Text to read
Trace history -- GET /api/traces
Query persisted trace history from the Redis Stream. Returns traces in reverse chronological order (newest first).
| Parameter | Description | Default |
|---|---|---|
count |
Number of traces to return (1--1000) | 200 |
domain |
Filter by domain name | all |
stream |
Filter by stream category | all |
event |
Filter by event type | all |
message_id |
Filter by message ID (lifecycle lookup) | all |
# Recent 200 traces
curl http://localhost:9000/api/traces
# Last 50 traces for a specific domain
curl "http://localhost:9000/api/traces?count=50&domain=identity"
# Trace the lifecycle of a specific message
curl "http://localhost:9000/api/traces?message_id=abc-123-def"
The message_id filter returns all trace events for a single message across
its entire lifecycle (handler.started, handler.completed, message.acked, etc.),
making it useful for debugging individual message flows.
{
"traces": [
{
"event": "handler.completed",
"domain": "identity",
"stream": "identity::customer",
"message_id": "abc-123",
"message_type": "CustomerRegistered",
"status": "ok",
"handler": "CustomerProjector",
"duration_ms": 12.5,
"timestamp": "2025-01-15T10:30:00Z",
"_stream_id": "1705312200000-0"
}
],
"count": 1
}
Trace statistics -- GET /api/traces/stats
Aggregated statistics over a time window, including event type breakdown, error rate, and average handler latency.

Dataset extract
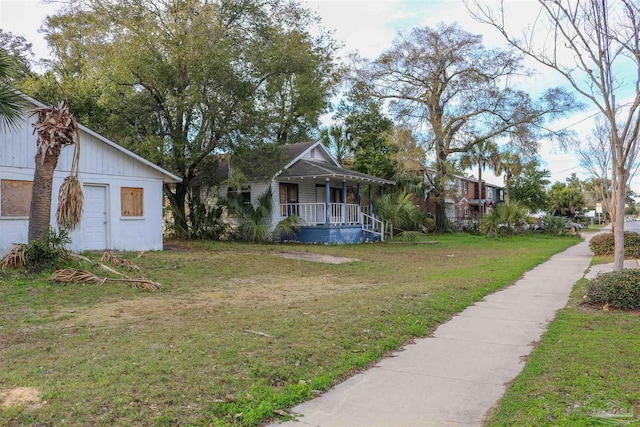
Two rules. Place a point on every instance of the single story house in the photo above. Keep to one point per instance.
(122, 191)
(335, 205)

Exercises to complete
a: Summarize the API reference text in two sentences.
b: In the API reference text, rewrite the part that opens with the words containing "# Trace the" and closes with "individual message flows.", changing "debugging" to "inspecting".
c: According to the API reference text, what range of values does the count parameter accept?

Outputs by task
a: The GET /api/traces endpoint queries persisted trace history from the Redis Stream and returns traces newest first, with parameters for the number of traces (default 200) and filters for domain, stream category, event type, and message ID. The message_id filter returns all trace events for a single message across its entire lifecycle, which makes it useful for debugging individual message flows.

b:
# Trace the lifecycle of a specific message
curl "http://localhost:9000/api/traces?message_id=abc-123-def"
The message_id filter returns all trace events for a single message across
its entire lifecycle (handler.started, handler.completed, message.acked, etc.),
making it useful for inspecting individual message flows.

c: From 1 to 1000.